━━━━━ Source data ━━━━━

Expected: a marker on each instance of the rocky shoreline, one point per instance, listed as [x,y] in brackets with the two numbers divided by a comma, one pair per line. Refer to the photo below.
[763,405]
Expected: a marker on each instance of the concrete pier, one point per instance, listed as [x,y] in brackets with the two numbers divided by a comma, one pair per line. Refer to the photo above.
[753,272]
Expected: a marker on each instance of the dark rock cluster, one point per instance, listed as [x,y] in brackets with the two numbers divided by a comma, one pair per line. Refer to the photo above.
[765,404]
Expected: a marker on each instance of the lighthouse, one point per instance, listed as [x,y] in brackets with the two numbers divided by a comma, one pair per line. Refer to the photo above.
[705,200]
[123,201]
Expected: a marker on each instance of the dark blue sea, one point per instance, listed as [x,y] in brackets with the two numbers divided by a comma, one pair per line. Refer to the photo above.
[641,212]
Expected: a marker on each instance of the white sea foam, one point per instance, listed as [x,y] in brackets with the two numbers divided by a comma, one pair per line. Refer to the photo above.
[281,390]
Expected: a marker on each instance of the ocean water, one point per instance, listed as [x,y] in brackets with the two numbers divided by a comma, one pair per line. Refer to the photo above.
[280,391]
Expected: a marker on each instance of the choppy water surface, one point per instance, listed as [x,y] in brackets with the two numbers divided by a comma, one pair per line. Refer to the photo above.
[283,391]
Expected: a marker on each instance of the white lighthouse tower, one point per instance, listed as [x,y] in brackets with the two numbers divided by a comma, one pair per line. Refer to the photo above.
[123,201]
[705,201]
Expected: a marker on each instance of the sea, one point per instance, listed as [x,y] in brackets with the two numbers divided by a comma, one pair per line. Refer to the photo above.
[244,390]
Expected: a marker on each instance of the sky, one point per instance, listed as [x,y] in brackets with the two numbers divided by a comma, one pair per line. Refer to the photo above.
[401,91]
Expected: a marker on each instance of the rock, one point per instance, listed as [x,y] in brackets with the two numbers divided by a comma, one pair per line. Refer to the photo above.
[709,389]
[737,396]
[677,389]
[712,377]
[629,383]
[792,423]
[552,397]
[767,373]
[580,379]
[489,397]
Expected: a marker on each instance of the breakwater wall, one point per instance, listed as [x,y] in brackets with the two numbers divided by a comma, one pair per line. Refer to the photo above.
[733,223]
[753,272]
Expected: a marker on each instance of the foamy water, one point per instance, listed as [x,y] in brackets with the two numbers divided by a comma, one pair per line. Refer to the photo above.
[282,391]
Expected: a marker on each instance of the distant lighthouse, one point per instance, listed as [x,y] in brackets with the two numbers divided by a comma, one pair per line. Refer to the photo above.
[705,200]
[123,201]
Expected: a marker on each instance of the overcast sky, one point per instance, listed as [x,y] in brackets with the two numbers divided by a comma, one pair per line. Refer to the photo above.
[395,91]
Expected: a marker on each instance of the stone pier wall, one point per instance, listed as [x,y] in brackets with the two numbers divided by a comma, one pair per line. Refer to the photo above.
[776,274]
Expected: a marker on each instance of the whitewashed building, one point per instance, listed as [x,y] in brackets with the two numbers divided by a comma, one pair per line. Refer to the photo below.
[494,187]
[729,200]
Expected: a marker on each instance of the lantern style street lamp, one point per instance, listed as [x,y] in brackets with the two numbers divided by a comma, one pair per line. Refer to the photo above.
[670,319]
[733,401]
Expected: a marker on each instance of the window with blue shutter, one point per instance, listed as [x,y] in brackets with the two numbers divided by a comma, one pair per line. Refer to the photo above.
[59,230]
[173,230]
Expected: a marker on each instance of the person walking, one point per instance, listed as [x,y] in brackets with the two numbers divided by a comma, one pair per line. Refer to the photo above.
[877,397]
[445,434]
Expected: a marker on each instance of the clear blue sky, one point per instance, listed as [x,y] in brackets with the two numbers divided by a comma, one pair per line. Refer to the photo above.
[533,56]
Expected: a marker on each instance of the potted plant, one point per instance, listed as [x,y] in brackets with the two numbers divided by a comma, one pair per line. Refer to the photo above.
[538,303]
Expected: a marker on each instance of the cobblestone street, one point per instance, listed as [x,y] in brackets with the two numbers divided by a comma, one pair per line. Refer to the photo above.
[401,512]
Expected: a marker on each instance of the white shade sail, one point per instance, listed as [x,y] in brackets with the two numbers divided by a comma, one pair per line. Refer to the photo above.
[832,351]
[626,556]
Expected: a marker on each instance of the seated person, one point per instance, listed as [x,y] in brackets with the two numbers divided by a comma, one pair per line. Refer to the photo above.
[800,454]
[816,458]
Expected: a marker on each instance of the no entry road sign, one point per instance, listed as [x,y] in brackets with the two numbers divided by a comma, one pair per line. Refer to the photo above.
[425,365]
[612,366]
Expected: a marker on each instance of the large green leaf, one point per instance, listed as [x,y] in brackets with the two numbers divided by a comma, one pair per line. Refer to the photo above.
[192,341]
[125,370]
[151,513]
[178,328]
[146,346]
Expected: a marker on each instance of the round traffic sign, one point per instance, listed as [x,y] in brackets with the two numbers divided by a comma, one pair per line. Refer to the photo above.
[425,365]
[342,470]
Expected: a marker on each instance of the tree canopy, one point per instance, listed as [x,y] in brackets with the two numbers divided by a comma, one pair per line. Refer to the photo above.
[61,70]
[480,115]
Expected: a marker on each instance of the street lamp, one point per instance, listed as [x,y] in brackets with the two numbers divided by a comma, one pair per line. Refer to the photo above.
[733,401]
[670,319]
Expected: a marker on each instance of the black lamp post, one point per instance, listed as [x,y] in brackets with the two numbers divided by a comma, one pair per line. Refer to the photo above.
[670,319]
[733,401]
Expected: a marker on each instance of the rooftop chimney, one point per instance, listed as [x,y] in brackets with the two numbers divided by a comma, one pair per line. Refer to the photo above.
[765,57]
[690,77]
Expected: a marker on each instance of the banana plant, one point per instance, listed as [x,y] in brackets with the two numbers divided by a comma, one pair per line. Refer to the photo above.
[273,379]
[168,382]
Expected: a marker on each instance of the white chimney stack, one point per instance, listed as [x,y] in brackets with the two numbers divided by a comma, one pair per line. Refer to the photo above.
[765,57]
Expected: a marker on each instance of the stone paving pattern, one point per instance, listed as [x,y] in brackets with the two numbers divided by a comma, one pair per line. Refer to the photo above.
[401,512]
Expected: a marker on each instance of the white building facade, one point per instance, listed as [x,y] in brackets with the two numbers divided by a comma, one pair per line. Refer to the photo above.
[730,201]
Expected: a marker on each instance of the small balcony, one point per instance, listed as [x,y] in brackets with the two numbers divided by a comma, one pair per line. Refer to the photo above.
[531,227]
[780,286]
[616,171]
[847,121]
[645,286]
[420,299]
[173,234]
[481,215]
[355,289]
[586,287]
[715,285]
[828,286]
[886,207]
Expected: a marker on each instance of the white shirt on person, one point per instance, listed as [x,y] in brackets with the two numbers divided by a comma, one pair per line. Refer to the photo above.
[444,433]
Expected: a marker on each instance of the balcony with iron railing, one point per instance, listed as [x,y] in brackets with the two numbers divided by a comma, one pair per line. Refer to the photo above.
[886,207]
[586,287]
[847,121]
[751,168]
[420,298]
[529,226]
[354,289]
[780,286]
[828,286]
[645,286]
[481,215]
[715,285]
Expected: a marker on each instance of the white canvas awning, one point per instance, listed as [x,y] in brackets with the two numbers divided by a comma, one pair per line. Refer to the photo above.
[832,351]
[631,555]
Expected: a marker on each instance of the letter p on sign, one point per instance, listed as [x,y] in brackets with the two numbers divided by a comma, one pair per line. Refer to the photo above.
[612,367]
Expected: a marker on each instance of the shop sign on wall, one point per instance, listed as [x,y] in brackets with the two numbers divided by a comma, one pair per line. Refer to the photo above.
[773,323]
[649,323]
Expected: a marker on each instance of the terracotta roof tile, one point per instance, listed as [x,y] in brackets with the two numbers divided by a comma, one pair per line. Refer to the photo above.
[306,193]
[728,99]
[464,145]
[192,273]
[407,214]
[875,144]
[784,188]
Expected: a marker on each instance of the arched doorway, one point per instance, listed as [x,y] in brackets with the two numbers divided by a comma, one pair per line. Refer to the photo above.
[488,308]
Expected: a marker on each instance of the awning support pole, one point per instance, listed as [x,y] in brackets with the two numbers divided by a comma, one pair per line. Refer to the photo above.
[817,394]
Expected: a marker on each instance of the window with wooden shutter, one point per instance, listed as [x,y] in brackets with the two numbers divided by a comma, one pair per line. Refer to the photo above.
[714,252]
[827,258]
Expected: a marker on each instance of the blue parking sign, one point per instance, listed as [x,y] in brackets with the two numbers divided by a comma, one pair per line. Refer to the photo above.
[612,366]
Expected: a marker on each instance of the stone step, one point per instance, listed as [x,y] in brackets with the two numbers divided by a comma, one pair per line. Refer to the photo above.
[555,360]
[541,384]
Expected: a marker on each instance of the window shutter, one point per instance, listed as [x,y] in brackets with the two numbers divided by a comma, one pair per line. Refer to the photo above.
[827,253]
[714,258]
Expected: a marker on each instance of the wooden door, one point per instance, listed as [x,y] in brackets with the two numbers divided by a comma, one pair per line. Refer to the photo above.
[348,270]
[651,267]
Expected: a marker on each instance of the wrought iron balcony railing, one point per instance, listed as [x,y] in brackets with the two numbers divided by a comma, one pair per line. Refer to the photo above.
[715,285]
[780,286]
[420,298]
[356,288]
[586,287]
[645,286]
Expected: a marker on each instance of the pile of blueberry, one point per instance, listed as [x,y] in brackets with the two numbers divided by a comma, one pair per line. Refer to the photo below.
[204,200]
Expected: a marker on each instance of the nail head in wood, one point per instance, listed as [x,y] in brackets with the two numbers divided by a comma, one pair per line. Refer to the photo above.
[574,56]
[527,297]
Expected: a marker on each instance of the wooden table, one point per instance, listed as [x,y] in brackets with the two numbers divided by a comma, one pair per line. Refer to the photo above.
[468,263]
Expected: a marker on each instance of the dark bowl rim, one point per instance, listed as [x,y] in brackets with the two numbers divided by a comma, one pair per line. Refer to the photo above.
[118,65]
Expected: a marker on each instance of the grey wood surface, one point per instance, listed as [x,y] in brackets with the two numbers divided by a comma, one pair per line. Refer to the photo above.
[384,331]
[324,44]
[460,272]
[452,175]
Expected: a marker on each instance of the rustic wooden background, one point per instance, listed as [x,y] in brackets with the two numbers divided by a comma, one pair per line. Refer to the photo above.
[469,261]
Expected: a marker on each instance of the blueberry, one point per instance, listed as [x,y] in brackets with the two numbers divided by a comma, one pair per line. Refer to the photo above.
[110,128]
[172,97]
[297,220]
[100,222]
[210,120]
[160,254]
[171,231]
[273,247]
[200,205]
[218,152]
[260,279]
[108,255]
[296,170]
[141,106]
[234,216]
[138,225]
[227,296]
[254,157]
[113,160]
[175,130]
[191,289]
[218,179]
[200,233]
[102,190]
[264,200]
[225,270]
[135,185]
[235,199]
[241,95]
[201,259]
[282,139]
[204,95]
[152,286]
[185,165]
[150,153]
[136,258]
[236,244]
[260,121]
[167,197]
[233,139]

━━━━━

- **Request**
Repeat the line containing "Expected: a marker on each instance of the grey" and all subsequent lines through the final line of the data, exactly and with no others.

- **Full answer**
Expected: a marker on each instance of the grey wood surface, one point per instance, listed as [x,y] in brackets with the two numbers divided by a comma, one pair per line. Refer to the photo above.
[384,331]
[324,44]
[460,272]
[452,175]
Expected: a marker on each instance of the rustic wooden background, one point per instance, listed as [x,y] in brackets with the two numbers divided by a comma, one pair per line. Refer to the photo above.
[469,261]
Expected: a marker on each instance of the blueberry, one point per instance, listed as [x,y] in brackets with the two numbers divided by a comma, one pair per line. Refer to the photo above.
[110,128]
[172,97]
[297,220]
[100,222]
[210,120]
[160,254]
[171,231]
[273,247]
[200,205]
[218,152]
[260,279]
[108,255]
[296,170]
[141,106]
[234,216]
[138,225]
[227,296]
[254,157]
[113,160]
[175,130]
[191,289]
[218,179]
[200,233]
[102,190]
[264,200]
[225,270]
[135,185]
[235,199]
[241,95]
[201,259]
[282,139]
[204,95]
[152,286]
[185,165]
[150,153]
[136,258]
[236,244]
[260,121]
[167,197]
[233,139]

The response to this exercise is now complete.